> [Work to do] Pull out every line in the listing below that contains the string "Target". Case matters, so match uppercase and lowercase letters precisely.
## START
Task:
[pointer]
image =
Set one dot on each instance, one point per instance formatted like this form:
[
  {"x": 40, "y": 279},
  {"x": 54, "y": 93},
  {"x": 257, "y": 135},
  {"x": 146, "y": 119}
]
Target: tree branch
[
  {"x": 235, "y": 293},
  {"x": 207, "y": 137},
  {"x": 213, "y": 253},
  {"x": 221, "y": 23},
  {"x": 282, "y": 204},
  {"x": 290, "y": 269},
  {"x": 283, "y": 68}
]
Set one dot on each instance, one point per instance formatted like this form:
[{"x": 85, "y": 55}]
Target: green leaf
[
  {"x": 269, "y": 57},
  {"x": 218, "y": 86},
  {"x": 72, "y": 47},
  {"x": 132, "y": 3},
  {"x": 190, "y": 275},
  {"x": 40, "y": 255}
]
## END
> [Exercise answer]
Target: tree branch
Target: green leaf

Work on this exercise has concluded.